> **Text extract**
________________________

Understanding SOA, ESB and Web Services
Service-oriented architecture (SOA) is an architectural approach
to development that turns traditional techniques upside down. SOA
encourages organizations to think in terms of actual business services
and the associated data, rather than low level technology details.
Rather than developing applications from the ground up, SOA frees
organizations to start with high level business definitions for
data, interfaces, documents, and processes. SOA then maps these
high level service definitions onto new or existing infrastructure,
regardless of the details, location, or programming language in
which systems were written.

________________________

Image point annotation records:

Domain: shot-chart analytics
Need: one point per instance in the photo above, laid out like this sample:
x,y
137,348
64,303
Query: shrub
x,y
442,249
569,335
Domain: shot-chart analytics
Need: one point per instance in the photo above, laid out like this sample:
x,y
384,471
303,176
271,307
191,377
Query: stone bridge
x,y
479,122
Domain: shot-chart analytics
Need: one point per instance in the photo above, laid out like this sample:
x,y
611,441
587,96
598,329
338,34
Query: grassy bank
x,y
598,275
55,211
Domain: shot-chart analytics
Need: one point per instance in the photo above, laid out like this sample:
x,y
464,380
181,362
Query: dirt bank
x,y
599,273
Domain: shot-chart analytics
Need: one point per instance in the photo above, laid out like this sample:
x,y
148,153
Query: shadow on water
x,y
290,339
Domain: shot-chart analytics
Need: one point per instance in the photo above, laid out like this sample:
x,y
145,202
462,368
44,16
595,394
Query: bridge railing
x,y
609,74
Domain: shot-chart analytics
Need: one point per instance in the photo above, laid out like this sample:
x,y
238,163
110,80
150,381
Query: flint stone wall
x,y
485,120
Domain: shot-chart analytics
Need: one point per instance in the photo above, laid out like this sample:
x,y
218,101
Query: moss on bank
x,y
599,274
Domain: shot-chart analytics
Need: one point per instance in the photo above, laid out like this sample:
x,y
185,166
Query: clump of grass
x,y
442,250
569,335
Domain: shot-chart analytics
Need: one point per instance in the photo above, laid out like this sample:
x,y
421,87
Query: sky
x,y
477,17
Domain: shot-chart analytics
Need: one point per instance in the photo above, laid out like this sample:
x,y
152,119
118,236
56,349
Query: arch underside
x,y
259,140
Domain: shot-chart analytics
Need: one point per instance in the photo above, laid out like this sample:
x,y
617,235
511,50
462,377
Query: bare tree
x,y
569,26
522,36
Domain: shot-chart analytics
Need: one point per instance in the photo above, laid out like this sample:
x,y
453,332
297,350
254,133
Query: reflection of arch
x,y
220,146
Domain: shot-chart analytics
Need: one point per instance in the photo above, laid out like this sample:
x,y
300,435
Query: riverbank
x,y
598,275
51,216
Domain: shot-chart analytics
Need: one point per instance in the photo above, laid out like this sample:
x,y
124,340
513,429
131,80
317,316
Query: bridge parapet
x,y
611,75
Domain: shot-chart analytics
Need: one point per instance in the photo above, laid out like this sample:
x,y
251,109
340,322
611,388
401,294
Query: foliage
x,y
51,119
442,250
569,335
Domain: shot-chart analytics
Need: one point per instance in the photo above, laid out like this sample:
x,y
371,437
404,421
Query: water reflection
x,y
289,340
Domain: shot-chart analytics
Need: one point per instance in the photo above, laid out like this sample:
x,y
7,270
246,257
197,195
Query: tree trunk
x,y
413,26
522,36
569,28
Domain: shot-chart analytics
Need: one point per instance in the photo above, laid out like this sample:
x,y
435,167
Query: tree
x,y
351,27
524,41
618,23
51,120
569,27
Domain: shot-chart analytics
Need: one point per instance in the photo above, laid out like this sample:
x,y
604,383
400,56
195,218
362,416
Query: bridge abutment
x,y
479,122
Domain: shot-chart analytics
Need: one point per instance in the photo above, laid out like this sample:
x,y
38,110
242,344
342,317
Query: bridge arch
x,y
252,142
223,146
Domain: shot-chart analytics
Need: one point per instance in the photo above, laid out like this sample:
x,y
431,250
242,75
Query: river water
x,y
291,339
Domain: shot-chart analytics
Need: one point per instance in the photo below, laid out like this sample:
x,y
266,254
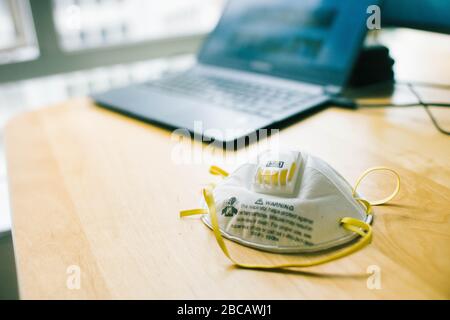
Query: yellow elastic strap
x,y
215,170
192,212
371,170
351,224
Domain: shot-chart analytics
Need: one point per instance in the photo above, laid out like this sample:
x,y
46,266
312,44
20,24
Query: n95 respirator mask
x,y
288,202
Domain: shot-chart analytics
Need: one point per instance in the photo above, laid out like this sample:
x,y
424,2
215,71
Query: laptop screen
x,y
308,40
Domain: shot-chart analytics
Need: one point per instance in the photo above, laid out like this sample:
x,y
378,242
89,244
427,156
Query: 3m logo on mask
x,y
230,207
274,164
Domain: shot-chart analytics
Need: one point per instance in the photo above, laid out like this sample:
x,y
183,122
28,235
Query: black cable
x,y
427,109
442,86
388,105
353,104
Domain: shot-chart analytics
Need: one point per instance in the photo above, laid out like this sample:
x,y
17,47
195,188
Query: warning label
x,y
274,221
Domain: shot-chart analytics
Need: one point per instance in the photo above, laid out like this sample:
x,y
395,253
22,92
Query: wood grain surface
x,y
94,189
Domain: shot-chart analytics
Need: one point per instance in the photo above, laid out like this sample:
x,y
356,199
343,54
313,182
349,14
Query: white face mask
x,y
288,202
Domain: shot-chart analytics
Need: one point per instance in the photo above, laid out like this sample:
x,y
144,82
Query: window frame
x,y
53,59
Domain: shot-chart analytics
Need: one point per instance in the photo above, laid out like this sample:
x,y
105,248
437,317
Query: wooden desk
x,y
95,189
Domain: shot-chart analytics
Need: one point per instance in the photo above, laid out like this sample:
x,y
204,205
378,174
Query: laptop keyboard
x,y
239,95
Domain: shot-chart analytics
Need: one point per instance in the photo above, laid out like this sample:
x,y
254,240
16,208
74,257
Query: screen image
x,y
313,40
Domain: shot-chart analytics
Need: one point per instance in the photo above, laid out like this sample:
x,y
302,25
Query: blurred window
x,y
82,24
17,37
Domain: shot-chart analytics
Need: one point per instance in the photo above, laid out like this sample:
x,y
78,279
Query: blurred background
x,y
71,48
86,46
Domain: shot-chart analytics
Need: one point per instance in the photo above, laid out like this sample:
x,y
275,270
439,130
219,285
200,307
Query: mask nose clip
x,y
277,173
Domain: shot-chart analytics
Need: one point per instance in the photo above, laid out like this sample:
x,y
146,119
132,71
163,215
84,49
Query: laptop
x,y
266,61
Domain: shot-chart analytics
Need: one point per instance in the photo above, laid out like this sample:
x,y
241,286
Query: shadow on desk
x,y
8,277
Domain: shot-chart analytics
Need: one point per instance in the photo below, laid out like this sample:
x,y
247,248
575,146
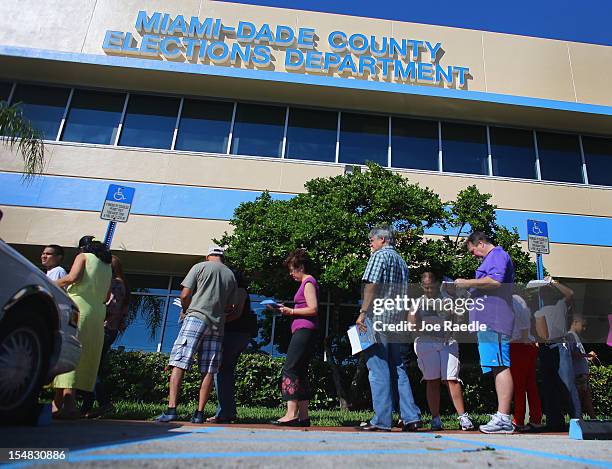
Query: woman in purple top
x,y
295,385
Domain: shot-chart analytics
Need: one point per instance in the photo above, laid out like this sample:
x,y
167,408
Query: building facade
x,y
201,105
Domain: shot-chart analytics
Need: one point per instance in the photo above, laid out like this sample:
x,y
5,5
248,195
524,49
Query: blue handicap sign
x,y
120,194
537,228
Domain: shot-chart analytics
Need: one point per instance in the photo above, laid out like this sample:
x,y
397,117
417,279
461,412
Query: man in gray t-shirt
x,y
209,293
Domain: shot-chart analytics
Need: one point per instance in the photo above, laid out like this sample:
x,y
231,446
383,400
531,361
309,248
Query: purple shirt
x,y
304,322
496,312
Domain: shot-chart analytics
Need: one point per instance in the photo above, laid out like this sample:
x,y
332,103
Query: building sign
x,y
197,40
537,237
117,203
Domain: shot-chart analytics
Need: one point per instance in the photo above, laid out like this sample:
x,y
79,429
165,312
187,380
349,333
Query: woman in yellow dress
x,y
88,285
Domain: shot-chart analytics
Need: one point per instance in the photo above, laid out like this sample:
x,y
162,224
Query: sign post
x,y
537,239
117,205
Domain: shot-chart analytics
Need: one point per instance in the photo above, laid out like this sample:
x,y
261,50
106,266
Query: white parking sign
x,y
537,236
118,203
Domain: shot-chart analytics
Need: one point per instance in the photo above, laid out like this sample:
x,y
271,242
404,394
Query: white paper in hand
x,y
360,340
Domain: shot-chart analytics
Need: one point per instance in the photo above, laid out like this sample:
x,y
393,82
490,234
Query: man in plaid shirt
x,y
386,277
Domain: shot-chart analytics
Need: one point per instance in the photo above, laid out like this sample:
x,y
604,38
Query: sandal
x,y
74,414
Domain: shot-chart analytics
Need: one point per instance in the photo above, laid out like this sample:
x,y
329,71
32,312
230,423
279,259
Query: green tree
x,y
17,131
331,219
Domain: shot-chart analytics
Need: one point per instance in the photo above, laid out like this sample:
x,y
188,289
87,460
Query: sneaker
x,y
166,418
465,422
198,417
412,426
498,424
436,424
100,411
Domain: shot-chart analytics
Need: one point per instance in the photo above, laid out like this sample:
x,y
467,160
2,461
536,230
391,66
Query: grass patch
x,y
325,418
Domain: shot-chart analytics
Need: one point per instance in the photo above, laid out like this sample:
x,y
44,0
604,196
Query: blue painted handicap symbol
x,y
120,194
537,228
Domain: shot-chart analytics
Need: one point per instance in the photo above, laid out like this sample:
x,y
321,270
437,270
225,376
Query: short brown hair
x,y
478,236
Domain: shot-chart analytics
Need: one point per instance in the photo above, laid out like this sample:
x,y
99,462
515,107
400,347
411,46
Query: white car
x,y
38,335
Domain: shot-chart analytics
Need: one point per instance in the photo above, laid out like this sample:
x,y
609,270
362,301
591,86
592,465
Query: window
x,y
559,157
5,90
145,329
204,126
464,148
513,153
149,122
414,144
258,130
93,117
598,157
364,138
43,106
311,135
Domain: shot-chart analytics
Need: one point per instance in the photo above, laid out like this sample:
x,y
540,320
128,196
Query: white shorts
x,y
437,358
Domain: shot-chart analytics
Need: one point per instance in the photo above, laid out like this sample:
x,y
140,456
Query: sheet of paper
x,y
538,283
360,340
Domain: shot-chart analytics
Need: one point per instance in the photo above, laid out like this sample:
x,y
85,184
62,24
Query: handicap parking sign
x,y
537,236
118,203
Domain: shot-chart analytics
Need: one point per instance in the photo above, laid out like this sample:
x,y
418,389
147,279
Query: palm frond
x,y
17,131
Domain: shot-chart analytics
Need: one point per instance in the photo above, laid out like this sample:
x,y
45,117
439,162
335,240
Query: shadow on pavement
x,y
83,434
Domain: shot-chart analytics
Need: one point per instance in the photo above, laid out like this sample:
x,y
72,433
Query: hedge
x,y
144,377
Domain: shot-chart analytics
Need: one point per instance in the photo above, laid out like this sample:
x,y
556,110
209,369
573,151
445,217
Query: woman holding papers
x,y
295,385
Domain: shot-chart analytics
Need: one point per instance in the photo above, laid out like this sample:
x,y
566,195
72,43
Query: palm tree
x,y
16,130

________________________

> **Request**
In the text on service-oriented architecture, quote the passage from "Understanding SOA, ESB" up to and including "level technology details.".

> **Response to the exercise**
Understanding SOA, ESB and Web Services
Service-oriented architecture (SOA) is an architectural approach
to development that turns traditional techniques upside down. SOA
encourages organizations to think in terms of actual business services
and the associated data, rather than low level technology details.